[EXERCISE]: In the data below, copy out every line from the line with "outline --target=overcast sky" up to and including the line with "Mark the region of every instance of the overcast", character for character and with nothing else.
»»
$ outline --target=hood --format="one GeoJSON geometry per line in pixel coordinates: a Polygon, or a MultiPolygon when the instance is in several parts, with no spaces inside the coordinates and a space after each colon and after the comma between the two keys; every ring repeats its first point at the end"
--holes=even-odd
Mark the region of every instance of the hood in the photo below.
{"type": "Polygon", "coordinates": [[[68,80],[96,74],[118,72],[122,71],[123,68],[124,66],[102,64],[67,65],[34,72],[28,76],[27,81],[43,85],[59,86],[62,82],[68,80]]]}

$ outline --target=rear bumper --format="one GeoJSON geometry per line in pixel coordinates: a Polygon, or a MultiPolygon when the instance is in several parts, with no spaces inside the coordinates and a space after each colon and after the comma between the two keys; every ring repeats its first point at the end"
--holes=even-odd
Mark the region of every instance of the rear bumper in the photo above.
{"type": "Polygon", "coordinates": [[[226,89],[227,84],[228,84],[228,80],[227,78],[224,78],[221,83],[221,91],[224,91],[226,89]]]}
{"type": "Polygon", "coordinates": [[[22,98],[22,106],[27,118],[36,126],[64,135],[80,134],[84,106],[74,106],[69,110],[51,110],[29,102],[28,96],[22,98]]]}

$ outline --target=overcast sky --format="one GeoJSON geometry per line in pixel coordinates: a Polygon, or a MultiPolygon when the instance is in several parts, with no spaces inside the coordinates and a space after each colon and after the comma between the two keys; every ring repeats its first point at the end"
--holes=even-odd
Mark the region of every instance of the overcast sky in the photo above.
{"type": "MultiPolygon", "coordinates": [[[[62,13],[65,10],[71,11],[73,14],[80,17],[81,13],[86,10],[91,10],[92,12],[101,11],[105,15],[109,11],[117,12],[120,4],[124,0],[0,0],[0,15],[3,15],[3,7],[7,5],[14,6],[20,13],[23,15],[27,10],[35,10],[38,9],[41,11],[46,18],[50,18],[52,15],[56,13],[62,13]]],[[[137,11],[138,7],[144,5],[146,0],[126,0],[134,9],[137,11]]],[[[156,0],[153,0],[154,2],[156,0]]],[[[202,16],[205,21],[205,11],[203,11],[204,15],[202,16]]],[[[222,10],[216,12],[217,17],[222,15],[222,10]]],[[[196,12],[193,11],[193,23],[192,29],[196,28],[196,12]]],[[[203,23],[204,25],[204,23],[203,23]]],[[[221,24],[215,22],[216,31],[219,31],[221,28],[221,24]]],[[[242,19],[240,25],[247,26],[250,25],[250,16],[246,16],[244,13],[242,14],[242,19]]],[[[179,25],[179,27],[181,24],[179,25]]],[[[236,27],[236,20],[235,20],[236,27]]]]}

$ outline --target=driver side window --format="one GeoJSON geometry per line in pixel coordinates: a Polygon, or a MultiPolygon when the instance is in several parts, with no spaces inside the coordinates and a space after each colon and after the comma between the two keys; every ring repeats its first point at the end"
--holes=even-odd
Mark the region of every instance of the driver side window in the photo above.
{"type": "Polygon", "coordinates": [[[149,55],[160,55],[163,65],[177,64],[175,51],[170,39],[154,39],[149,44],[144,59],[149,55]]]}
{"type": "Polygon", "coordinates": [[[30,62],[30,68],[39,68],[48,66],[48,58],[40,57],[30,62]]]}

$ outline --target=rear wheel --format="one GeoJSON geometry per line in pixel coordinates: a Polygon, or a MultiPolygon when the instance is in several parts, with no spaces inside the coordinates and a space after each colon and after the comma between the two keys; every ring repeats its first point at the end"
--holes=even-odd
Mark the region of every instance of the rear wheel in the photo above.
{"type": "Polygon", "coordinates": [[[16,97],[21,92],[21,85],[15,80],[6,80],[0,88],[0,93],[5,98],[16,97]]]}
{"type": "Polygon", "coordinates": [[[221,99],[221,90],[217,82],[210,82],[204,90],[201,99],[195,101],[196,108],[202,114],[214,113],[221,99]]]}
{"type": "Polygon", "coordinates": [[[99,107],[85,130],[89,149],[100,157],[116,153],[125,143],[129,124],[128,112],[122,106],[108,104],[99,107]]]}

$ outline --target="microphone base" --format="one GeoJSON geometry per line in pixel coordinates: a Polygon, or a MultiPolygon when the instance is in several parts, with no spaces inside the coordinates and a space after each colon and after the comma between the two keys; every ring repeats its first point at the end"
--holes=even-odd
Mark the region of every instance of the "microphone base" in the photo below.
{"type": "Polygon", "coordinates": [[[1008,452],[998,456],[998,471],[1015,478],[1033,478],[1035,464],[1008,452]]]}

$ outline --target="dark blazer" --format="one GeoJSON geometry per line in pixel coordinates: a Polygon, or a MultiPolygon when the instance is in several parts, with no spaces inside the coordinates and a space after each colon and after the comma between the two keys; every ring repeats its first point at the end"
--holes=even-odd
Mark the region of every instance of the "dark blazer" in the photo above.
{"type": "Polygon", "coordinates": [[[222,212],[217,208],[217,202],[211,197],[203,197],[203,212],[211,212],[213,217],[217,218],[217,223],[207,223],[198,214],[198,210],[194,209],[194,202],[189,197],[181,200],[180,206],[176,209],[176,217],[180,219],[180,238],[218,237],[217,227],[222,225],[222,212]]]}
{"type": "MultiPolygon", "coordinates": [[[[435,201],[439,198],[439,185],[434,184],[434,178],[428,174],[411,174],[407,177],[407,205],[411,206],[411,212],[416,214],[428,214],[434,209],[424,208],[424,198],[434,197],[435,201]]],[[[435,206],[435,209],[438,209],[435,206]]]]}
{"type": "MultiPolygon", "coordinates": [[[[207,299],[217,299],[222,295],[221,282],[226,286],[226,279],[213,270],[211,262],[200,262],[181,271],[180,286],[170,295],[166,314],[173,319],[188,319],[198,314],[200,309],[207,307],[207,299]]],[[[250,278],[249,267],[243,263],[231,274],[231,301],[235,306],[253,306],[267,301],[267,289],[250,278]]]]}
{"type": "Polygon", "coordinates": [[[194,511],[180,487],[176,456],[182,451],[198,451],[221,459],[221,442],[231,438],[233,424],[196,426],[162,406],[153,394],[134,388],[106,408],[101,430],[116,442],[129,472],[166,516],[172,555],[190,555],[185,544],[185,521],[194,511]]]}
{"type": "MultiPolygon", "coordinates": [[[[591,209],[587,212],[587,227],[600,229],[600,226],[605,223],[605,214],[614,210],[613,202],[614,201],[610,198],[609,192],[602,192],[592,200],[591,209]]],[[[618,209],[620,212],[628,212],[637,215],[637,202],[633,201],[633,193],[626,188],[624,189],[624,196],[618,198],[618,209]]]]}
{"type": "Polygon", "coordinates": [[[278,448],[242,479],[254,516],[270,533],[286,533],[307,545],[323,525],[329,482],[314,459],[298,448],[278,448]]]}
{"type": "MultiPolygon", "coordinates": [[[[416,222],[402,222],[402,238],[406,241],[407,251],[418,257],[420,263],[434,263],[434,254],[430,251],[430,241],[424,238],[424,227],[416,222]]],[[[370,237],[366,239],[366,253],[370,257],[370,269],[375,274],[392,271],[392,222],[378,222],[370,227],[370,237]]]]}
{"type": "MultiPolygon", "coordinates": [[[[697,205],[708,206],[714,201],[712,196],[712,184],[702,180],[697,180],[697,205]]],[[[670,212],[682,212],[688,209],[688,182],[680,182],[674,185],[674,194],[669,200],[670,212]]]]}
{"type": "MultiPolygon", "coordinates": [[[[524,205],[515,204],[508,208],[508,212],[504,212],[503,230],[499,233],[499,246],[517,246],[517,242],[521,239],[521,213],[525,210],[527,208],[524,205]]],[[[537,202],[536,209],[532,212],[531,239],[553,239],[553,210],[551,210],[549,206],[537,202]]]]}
««
[RESPONSE TO THE TASK]:
$ outline --target=overcast sky --format="one GeoJSON geometry per line in pixel coordinates: a Polygon, or a MultiPolygon when the instance is in several parts, with no spaces inside the coordinates and a space after each colon and after the comma between the two keys; every ring repeats its first point at the end"
--holes=even-odd
Mark the region of every instance of the overcast sky in the photo above.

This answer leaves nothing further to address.